§ BRANO DA ESAMINARE
Era nata l’amicizia con Peppe. Avevo conosciuto anche Concetta, sua madre. Venivano a casa di mia mamma dove per gioco si esibivano e insieme si rideva, e si inventavano situazioni teatrali. Ci fu anche una crisi tra Barra e De Simone, dopo la prima edizione della «Gatta Cenerentola», che contribuì a rafforzare il nostro legame. Nel 1982 Maurizio Scaparro volle Peppe Barra al Carnevale di Venezia e Peppe non esitò a chiamarmi per confezionare un nuovo spettacolo: nacque così «Peppe e Barra», una creazione di scene il cui tormentone era scandito da una straordinaria Concetta Barra, una donna a cui sono tutt’ora legatissimo, tanto che ne ho fatto un film. Si intitola «Nata a Procida». Non un documentario, ma un atto d’amore per una immensa attrice, una superba cantante e una donna straordinaria. Nel film uso tutto il materiale che ho raccolto durante le frequentazioni mie con i Barra, e alle lettere e agli scritti di Concetta ho dato la voce di Lalla Esposito.

Della quale però parliamo fra poco. Torniamo a Venezia nell’82.

Lo spettacolo andato in scena al teatro Goldoni fu una rivelazione, per me soprattutto. E quando, poco dopo, Barra mi propose di occuparmi dell’allestimento della «Cantata dei pastori» candidando sua madre Concetta al ruolo di Sarchiapone, io mi entusiasmai. Fu una grande innovazione e un successo straordinario. Rispetto all’edizione di De Simone, oltre a cambiare le musiche, l’avevamo sfoltita di tutti i significati simbolici che ne facevano comunque una rappresentazione densa di sacralità. Io invece volevo che diventasse una mera operazione teatrale, un gioco di attori: per cui ho cancellato ogni riferimento ecclesiastico. Quel che si vede di religioso nel mio spettacolo appartiene al presepe napoletano e non alla chiesa.

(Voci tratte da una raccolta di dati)
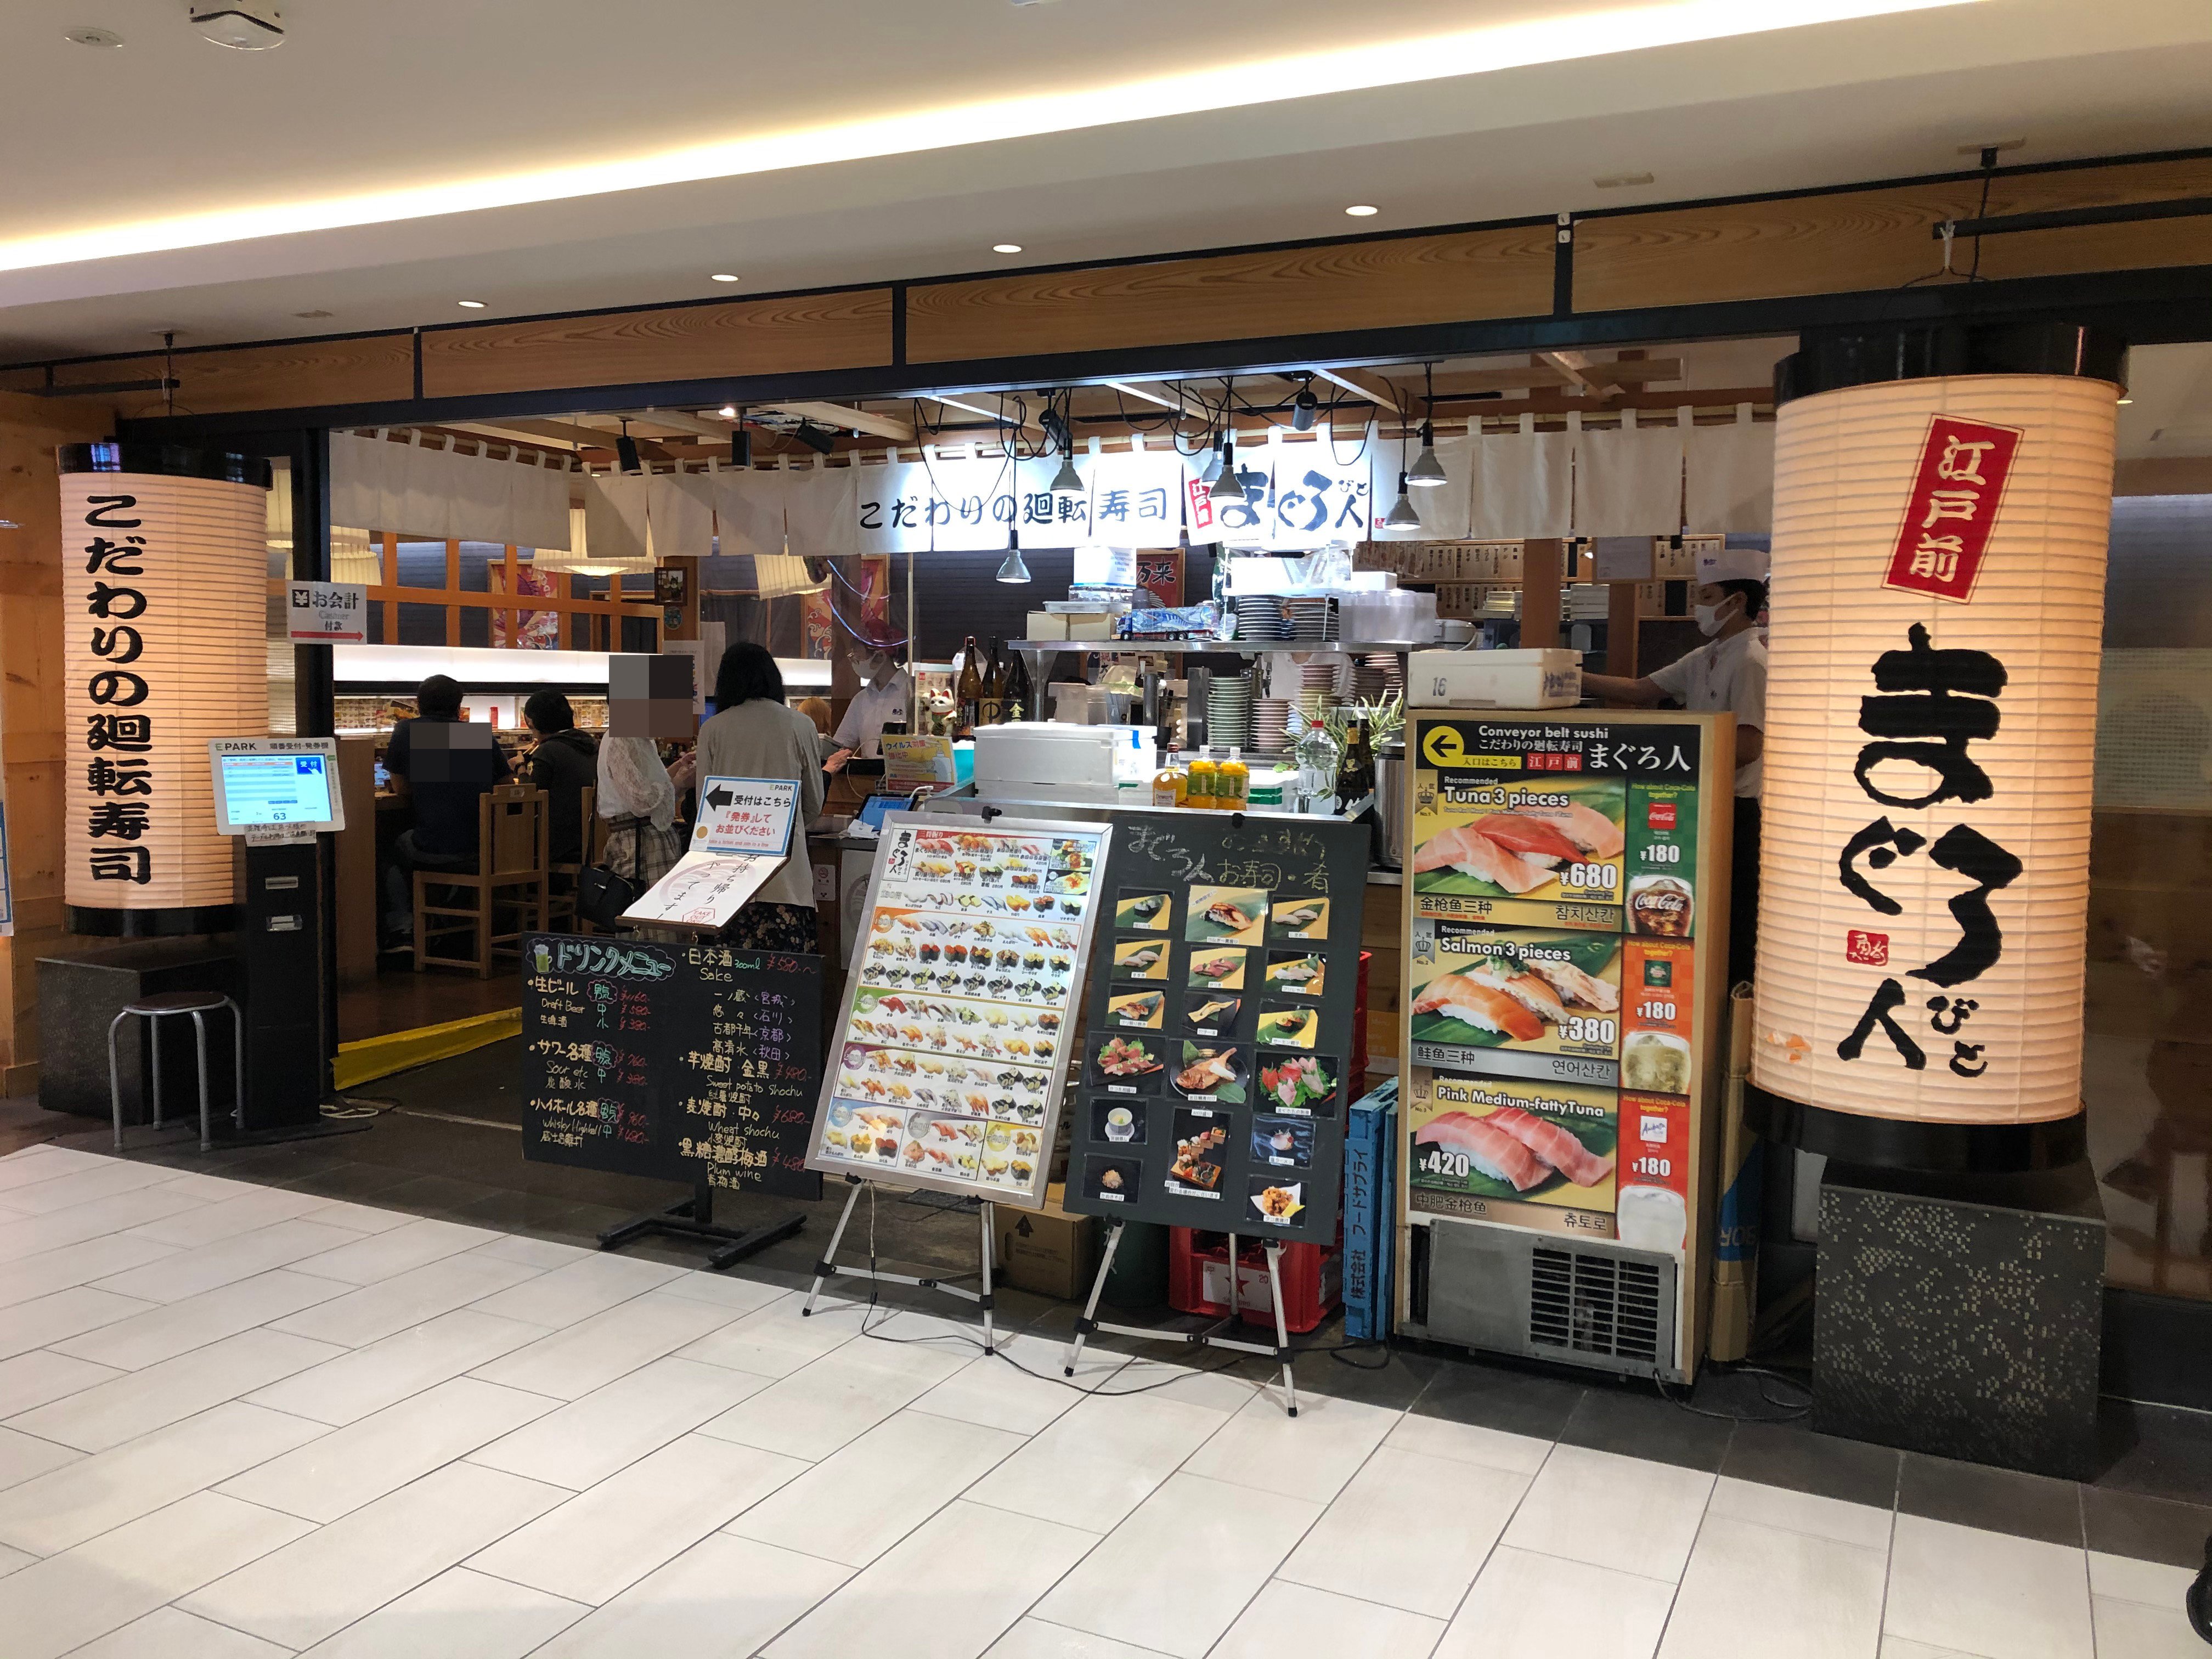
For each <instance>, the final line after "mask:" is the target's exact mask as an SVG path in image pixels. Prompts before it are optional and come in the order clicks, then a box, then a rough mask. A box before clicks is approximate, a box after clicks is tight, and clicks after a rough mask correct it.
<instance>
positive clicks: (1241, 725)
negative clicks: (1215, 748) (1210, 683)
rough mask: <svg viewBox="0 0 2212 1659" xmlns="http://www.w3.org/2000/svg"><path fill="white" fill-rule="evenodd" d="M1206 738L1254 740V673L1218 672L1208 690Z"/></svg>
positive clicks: (1206, 711) (1239, 741)
mask: <svg viewBox="0 0 2212 1659" xmlns="http://www.w3.org/2000/svg"><path fill="white" fill-rule="evenodd" d="M1206 741H1208V743H1237V745H1239V748H1243V745H1248V743H1250V741H1252V675H1217V677H1214V684H1212V688H1210V690H1208V692H1206Z"/></svg>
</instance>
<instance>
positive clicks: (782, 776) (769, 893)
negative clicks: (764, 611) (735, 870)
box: [695, 639, 823, 953]
mask: <svg viewBox="0 0 2212 1659" xmlns="http://www.w3.org/2000/svg"><path fill="white" fill-rule="evenodd" d="M714 710H717V712H714V719H710V721H708V723H706V726H701V728H699V750H697V772H695V779H697V787H699V790H706V787H708V779H792V781H794V783H799V816H796V821H794V823H792V856H790V860H787V863H785V865H783V869H779V872H776V874H774V876H770V878H768V885H765V887H761V891H759V896H757V898H754V900H752V902H750V905H745V909H741V911H739V914H737V918H734V920H732V922H730V927H728V929H726V931H723V938H726V940H728V942H732V945H739V947H743V949H750V951H807V953H812V951H814V949H816V911H814V869H812V865H810V863H807V825H810V823H812V821H814V818H818V816H821V810H823V765H821V748H818V741H816V734H814V721H810V719H807V717H805V714H801V712H799V710H796V708H787V706H785V701H783V670H781V668H776V659H774V657H770V655H768V648H765V646H757V644H752V641H748V639H741V641H739V644H734V646H730V648H728V650H726V653H721V668H719V670H717V672H714Z"/></svg>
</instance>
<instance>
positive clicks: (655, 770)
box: [593, 737, 684, 891]
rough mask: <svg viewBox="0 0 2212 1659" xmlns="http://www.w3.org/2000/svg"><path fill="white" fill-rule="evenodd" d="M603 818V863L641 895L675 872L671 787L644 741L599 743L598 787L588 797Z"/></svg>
mask: <svg viewBox="0 0 2212 1659" xmlns="http://www.w3.org/2000/svg"><path fill="white" fill-rule="evenodd" d="M593 801H595V805H597V812H599V816H602V818H606V854H604V860H602V863H604V865H606V867H608V869H613V872H615V874H617V876H628V878H630V880H633V883H637V891H646V887H650V885H653V883H657V880H659V878H661V876H666V874H668V872H670V869H675V865H677V858H681V856H684V841H681V838H679V836H677V832H675V821H677V785H675V783H672V781H670V776H668V770H666V768H664V765H661V757H659V750H655V748H653V743H650V739H644V737H608V739H604V741H602V743H599V787H597V794H595V796H593Z"/></svg>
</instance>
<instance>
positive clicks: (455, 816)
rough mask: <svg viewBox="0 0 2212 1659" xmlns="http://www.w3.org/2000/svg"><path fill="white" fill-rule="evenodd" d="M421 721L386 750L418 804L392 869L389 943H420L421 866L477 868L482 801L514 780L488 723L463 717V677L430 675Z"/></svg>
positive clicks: (427, 684)
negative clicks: (412, 827) (510, 777)
mask: <svg viewBox="0 0 2212 1659" xmlns="http://www.w3.org/2000/svg"><path fill="white" fill-rule="evenodd" d="M416 712H418V714H420V719H411V721H400V723H398V726H396V728H394V730H392V743H389V745H387V750H385V768H387V770H389V772H392V787H394V790H396V792H398V794H400V796H403V799H407V801H411V803H414V830H407V832H403V834H400V838H398V841H396V843H394V847H392V865H389V869H387V872H385V940H387V949H394V947H396V945H409V942H414V872H418V869H460V872H473V869H476V834H478V810H476V803H478V801H480V799H482V796H484V794H489V792H491V790H493V787H495V785H498V783H502V781H504V779H507V757H504V754H502V752H500V745H498V741H495V739H493V732H491V728H489V726H473V723H469V721H465V719H462V717H460V681H456V679H449V677H447V675H431V677H429V679H425V681H422V684H420V686H418V688H416Z"/></svg>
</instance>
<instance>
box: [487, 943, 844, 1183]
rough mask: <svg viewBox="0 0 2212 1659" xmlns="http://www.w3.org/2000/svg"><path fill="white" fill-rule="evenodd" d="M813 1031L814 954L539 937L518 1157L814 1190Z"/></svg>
mask: <svg viewBox="0 0 2212 1659" xmlns="http://www.w3.org/2000/svg"><path fill="white" fill-rule="evenodd" d="M818 1033H821V958H818V956H781V953H772V951H739V949H732V947H728V945H712V942H701V945H644V942H633V940H624V938H582V936H575V933H533V936H531V938H529V940H526V942H524V956H522V1155H524V1157H529V1159H538V1161H540V1164H573V1166H580V1168H588V1170H613V1172H617V1175H646V1177H653V1179H659V1181H690V1183H695V1186H697V1183H706V1186H710V1188H723V1190H741V1192H776V1194H781V1197H792V1199H818V1197H821V1192H823V1181H821V1177H818V1175H810V1172H807V1168H805V1150H807V1141H805V1133H807V1117H810V1110H812V1104H814V1095H816V1091H818V1088H821V1066H818V1064H816V1060H814V1044H816V1040H818Z"/></svg>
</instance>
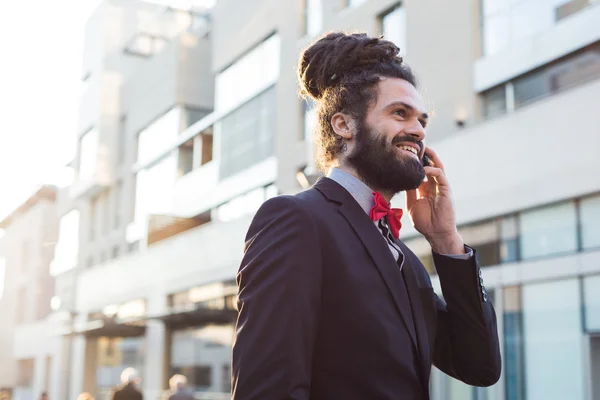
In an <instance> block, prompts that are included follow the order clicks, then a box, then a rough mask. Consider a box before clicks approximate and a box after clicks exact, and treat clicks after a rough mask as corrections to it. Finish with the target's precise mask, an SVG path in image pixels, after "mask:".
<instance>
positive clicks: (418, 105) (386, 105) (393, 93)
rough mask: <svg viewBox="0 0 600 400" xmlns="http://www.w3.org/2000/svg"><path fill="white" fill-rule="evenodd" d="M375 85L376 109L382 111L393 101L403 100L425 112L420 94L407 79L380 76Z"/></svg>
mask: <svg viewBox="0 0 600 400" xmlns="http://www.w3.org/2000/svg"><path fill="white" fill-rule="evenodd" d="M377 86H378V87H377V102H376V104H375V106H374V109H375V110H376V111H382V110H383V109H385V108H386V107H387V106H388V105H389V104H392V103H394V102H403V103H406V104H408V105H409V106H411V107H412V108H414V109H416V110H417V111H418V112H419V113H426V112H427V110H426V109H425V104H424V102H423V98H422V97H421V94H420V93H419V92H418V91H417V89H416V88H415V87H414V86H413V85H412V84H410V83H409V82H408V81H405V80H404V79H399V78H381V80H380V81H379V83H378V84H377Z"/></svg>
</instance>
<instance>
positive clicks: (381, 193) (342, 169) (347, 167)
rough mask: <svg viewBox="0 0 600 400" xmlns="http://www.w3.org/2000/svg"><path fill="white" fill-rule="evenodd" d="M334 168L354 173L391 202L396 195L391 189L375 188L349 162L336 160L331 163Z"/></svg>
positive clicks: (373, 190) (342, 170)
mask: <svg viewBox="0 0 600 400" xmlns="http://www.w3.org/2000/svg"><path fill="white" fill-rule="evenodd" d="M331 167H332V168H337V169H340V170H342V171H344V172H347V173H349V174H350V175H352V176H353V177H355V178H356V179H358V180H359V181H361V182H362V183H364V184H365V185H367V186H369V187H370V188H371V190H373V191H374V192H379V194H381V195H382V196H383V198H384V199H385V200H386V201H387V202H388V203H390V202H391V201H392V197H394V193H391V192H389V191H386V190H381V189H378V188H374V187H373V186H371V185H370V184H369V183H368V182H366V181H365V180H364V179H363V178H362V177H361V176H360V175H359V174H358V172H356V169H355V168H354V167H351V166H349V165H347V164H342V163H339V162H336V163H335V164H332V165H331Z"/></svg>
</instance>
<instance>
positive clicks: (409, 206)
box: [405, 189, 419, 210]
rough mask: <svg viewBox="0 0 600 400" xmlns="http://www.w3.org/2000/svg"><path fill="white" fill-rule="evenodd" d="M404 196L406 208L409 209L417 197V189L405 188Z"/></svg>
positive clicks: (415, 200) (414, 203)
mask: <svg viewBox="0 0 600 400" xmlns="http://www.w3.org/2000/svg"><path fill="white" fill-rule="evenodd" d="M405 196H406V208H407V209H408V210H410V209H411V208H412V207H413V206H414V205H415V203H416V202H417V200H418V199H419V198H418V196H417V190H416V189H414V190H407V191H406V193H405Z"/></svg>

§ COMPITI DA SVOLGERE
a. Riproduci senza modifiche il passo del brano da esaminare a partire da "Lo spettacolo andato" e terminando con "non alla chiesa.".
b. Nel brano da esaminare, qual è il titolo del film dedicato a Concetta Barra?
c. Elenca tutti i titoli di spettacoli e film citati nel brano da esaminare.

§ RISPOSTE
a.
Lo spettacolo andato in scena al teatro Goldoni fu una rivelazione, per me soprattutto. E quando, poco dopo, Barra mi propose di occuparmi dell’allestimento della «Cantata dei pastori» candidando sua madre Concetta al ruolo di Sarchiapone, io mi entusiasmai. Fu una grande innovazione e un successo straordinario. Rispetto all’edizione di De Simone, oltre a cambiare le musiche, l’avevamo sfoltita di tutti i significati simbolici che ne facevano comunque una rappresentazione densa di sacralità. Io invece volevo che diventasse una mera operazione teatrale, un gioco di attori: per cui ho cancellato ogni riferimento ecclesiastico. Quel che si vede di religioso nel mio spettacolo appartiene al presepe napoletano e non alla chiesa.

b. «Nata a Procida».

c.
«Gatta Cenerentola»
«Peppe e Barra»
«Nata a Procida»
«Cantata dei pastori»